**Exercise task:** Return the full listing exactly as it is written.

**Material provided:**
┏━━

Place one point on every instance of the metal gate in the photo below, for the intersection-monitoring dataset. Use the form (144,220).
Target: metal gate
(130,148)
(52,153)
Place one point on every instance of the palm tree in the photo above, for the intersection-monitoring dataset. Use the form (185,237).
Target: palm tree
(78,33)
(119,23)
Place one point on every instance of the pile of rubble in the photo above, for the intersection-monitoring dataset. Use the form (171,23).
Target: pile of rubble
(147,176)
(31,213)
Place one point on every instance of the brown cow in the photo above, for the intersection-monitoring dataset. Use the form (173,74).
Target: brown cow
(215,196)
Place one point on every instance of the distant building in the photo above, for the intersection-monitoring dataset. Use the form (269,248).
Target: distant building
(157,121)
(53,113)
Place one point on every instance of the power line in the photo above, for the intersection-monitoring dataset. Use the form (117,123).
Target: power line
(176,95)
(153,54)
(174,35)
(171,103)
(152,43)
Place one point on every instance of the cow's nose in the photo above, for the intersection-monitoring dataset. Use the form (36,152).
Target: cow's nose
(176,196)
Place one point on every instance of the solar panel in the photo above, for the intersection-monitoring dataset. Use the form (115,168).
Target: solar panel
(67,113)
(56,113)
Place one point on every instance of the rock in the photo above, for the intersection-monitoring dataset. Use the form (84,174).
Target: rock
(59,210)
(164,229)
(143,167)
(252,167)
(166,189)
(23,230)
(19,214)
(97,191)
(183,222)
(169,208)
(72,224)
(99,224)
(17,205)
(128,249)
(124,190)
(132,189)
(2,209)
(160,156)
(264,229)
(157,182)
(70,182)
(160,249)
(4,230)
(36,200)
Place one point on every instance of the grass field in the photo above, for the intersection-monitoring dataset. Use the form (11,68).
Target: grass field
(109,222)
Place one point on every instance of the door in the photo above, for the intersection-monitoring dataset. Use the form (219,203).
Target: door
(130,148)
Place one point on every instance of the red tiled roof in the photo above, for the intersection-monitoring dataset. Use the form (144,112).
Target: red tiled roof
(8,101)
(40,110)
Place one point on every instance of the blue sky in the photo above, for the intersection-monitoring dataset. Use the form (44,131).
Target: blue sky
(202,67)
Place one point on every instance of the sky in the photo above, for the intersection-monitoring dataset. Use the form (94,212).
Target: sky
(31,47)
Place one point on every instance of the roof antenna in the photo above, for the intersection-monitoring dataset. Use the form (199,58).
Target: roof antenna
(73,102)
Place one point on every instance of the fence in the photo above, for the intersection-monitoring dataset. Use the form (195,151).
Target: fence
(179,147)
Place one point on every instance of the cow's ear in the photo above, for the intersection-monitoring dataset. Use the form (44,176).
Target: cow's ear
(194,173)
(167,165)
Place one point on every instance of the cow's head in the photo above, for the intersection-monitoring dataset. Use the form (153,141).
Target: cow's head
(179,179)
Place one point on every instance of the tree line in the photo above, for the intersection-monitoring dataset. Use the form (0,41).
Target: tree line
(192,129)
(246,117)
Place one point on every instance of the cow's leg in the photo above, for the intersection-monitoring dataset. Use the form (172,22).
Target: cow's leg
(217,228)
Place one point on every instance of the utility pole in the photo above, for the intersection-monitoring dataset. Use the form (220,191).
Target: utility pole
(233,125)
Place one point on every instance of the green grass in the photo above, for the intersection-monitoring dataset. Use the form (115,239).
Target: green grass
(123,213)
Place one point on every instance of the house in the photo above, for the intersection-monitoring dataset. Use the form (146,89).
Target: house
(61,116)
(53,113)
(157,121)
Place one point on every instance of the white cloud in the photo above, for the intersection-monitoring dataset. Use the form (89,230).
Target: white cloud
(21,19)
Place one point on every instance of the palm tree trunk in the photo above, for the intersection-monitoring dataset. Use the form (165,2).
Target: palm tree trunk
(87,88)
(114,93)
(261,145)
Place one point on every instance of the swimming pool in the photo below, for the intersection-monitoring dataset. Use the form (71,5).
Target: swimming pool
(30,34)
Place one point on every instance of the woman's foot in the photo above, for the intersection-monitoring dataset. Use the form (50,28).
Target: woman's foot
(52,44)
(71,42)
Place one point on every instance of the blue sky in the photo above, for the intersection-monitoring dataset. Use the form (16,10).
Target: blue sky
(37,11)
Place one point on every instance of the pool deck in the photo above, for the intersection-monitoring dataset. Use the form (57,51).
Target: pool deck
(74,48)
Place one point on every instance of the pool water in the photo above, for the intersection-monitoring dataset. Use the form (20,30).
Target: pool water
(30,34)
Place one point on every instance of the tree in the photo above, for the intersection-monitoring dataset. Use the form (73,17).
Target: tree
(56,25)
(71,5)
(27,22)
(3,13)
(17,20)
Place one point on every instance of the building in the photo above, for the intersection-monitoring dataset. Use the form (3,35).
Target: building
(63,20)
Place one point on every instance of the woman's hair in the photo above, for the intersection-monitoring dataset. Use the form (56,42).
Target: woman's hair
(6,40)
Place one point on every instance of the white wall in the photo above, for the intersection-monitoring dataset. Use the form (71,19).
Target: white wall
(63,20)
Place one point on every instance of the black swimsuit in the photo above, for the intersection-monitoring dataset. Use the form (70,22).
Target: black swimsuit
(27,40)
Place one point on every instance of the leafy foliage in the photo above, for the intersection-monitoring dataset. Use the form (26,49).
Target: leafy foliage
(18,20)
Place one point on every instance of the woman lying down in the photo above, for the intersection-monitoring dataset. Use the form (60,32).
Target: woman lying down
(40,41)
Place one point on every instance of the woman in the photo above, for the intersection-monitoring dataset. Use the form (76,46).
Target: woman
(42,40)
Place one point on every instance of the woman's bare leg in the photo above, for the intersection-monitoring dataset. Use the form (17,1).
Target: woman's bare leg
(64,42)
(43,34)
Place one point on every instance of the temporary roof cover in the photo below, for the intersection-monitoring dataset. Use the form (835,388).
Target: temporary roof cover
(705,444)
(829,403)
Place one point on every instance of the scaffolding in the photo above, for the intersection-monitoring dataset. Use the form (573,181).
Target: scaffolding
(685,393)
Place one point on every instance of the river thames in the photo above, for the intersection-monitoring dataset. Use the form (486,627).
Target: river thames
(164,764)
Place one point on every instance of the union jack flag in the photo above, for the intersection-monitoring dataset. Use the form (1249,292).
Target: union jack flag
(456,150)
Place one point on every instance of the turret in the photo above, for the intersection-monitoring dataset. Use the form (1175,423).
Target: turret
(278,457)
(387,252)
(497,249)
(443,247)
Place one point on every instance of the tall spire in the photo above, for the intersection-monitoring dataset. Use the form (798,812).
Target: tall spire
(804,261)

┗━━

**In response:**
Place one point on every instance of the metal gate in the photo below, for the intersection-monitoring dataset. Use the form (144,220).
Target: metal gate
(130,148)
(52,153)
Place one point on every instance of the palm tree in the photo above, for the intersection-monitoring dataset. Use the form (185,237).
Target: palm tree
(78,33)
(119,23)
Place one point on every instance of the pile of rubble in the photo above, for the intersection-monitoring dataset. Use the form (171,23).
Target: pile of rubble
(147,176)
(31,213)
Place one point on every instance of the brown cow in the photo above, for the intersection-monitoring dataset. Use the form (173,74).
Target: brown cow
(215,196)
Place one point on every instance of the distant building in the photo above, for the intersection-monitoring dataset. Use the form (269,248).
Target: distant building
(157,121)
(53,113)
Place one point on every instance of the power line in the photo above, for the intersection-monitoring dataset. Use the form (117,123).
Target: power line
(176,95)
(153,54)
(174,35)
(171,103)
(152,43)
Place one point on every instance of the cow's nose in the photo above, for the intersection-monitoring dataset. Use the form (36,152).
Target: cow's nose
(176,196)
Place one point on every instance of the solar panel in the photo above, for the intersection-monitoring dataset. Use the form (115,168).
Target: solar panel
(67,113)
(56,113)
Place one point on every instance of the rock in the photo above, for the intersection-monitoring dataset. Use the form (84,174).
Target: rock
(59,210)
(164,229)
(143,167)
(252,167)
(166,189)
(23,230)
(19,214)
(97,191)
(183,222)
(169,208)
(72,224)
(99,224)
(17,205)
(128,249)
(124,190)
(132,189)
(2,209)
(160,156)
(264,229)
(157,182)
(70,182)
(160,249)
(4,230)
(36,200)
Place one point on every instance of the grass field in the photo above, for the intersection-monitoring dataset. Use the form (11,68).
Target: grass field
(109,222)
Place one point on every instance of the door in the photo above, for the intersection-monitoring dataset. Use the form (219,203).
Target: door
(130,148)
Place one point on every instance of the red tiled roof in the photo above, for the intersection-monitoring dataset. Use the form (144,112).
Target: red tiled roof
(8,101)
(40,110)
Place one point on every instance of the blue sky in the photo above, for the intersection-monitoring dataset. Use the form (44,131).
Target: blue sky
(202,67)
Place one point on every instance of the sky in the photo above, for the intersection-monitoring dataset. Use the form (94,212).
Target: sky
(31,47)
Place one point on every instance of the roof antenna in the photo above, for the intersection-monitoring dataset. Use the form (199,58).
Target: roof antenna
(73,102)
Place one point on every instance of the fence in the photo above, for the intersection-monitoring dataset. Use the form (195,151).
Target: fence
(179,147)
Place one point on every instance of the cow's ear in the photo above, for the intersection-monitoring dataset. Use the form (44,176).
Target: cow's ear
(194,173)
(167,165)
Place one point on every instance of the cow's head in the photo above, for the intersection-monitoring dataset. Use the form (153,141).
Target: cow's head
(179,179)
Place one point on every instance of the tree line in the photo above, for the intersection-monitoring dataset. Use the form (0,41).
Target: tree line
(192,129)
(246,117)
Place one point on every instance of the cow's leg in the photo above, for the intersection-monitoring dataset. Use the form (172,22).
Target: cow's leg
(217,228)
Place one point on every instance of the utility pole in the photo above, for the intersection-monitoring dataset. Use the form (220,191).
Target: utility pole
(233,125)
Place one point on every instance of the green grass in the photo above, for the intersection-monitoring dataset. Use the form (115,239).
Target: green grass
(123,213)
Place one point on every instance of the house in the photo above, for the intersection-monitoring dataset. Use the form (146,89).
Target: house
(61,116)
(53,113)
(157,121)
Place one point on every instance of the white cloud in the photo above, for the intersection-monitoring dataset. Use the form (89,230).
Target: white cloud
(21,19)
Place one point on every instance of the palm tree trunk in the photo above, for the intersection-monitoring dataset. Use the form (165,2).
Target: palm tree trunk
(87,88)
(114,93)
(261,145)
Place one point on every instance of the swimming pool in the photo below, for the intersection-monitoring dataset. Use the form (71,5).
Target: swimming pool
(30,34)
Place one point on every instance of the woman's foot in the photo above, for the intersection-monitoring dataset. Use the form (50,28).
Target: woman's foot
(52,44)
(71,42)
Place one point on every instance of the blue sky in the photo above, for the intersection-monitoring dataset. Use the form (16,10).
Target: blue sky
(37,11)
Place one point on every instance of the pool deck in the photo above, for the intersection-monitoring dataset. Use the form (57,51).
Target: pool deck
(74,48)
Place one point on every instance of the pool water in the photo above, for the intersection-monitoring dataset. Use the form (20,30).
Target: pool water
(30,34)
Place one point on every instance of the tree in the photo above, for the intersection-monitoring dataset. Use the form (73,17).
Target: tree
(56,25)
(71,5)
(27,22)
(3,13)
(17,20)
Place one point on every instance of the building in the photo above, for the intersection-monitoring dataset. Use the form (3,35).
Target: building
(63,20)
Place one point on every instance of the woman's hair in the photo above, for the intersection-monitoring dataset. Use the form (56,42).
Target: woman's hair
(6,40)
Place one point on every instance of the white wall in the photo above, for the intersection-monitoring dataset. Use the form (71,19).
Target: white wall
(63,20)
Place one point on every instance of the black swimsuit in the photo above, for the intersection-monitoring dataset. Use the form (70,22).
Target: black swimsuit
(27,40)
Place one point on every instance of the leafy foliage in the photo above, for the intersection-monitoring dataset. Use the form (26,49).
Target: leafy foliage
(18,20)
Place one point on every instance of the woman lying down in the photo above, for the intersection-monitoring dataset. Use the form (60,32).
Target: woman lying down
(40,41)
Place one point on every instance of the woman in the photo above, for the intersection-monitoring dataset. Use the form (76,46).
Target: woman
(42,40)
Place one point on every instance of the woman's bare leg in the photo above, for the intersection-monitoring dataset. Use the form (17,1).
Target: woman's bare leg
(64,42)
(43,34)
Place one point on every instance of the temporary roof cover in the photo below, for the intersection-monitoring dataset. Use the form (835,388).
Target: temporary roof cover
(705,444)
(829,403)
Place one point on every instance of the scaffolding in the photo above, for the intersection-monitoring dataset. Use the form (573,181).
Target: scaffolding
(685,393)
Place one point on every instance of the river thames in the photo above, for the intersection-monitoring dataset. Use the form (486,627).
Target: river thames
(164,764)
Place one point on every instance of the union jack flag in the photo above, for the intersection-monitoring dataset. Use the form (1249,292).
Target: union jack flag
(456,150)
Place one point on every instance of the turret in the photo above, for the intersection-monitoring dataset. Use the form (1175,423).
Target: turret
(278,457)
(387,252)
(497,249)
(443,247)
Place one point on every instance of the tall spire in the photo above, for the intersection-monitoring dataset. Use the form (798,812).
Target: tall spire
(804,261)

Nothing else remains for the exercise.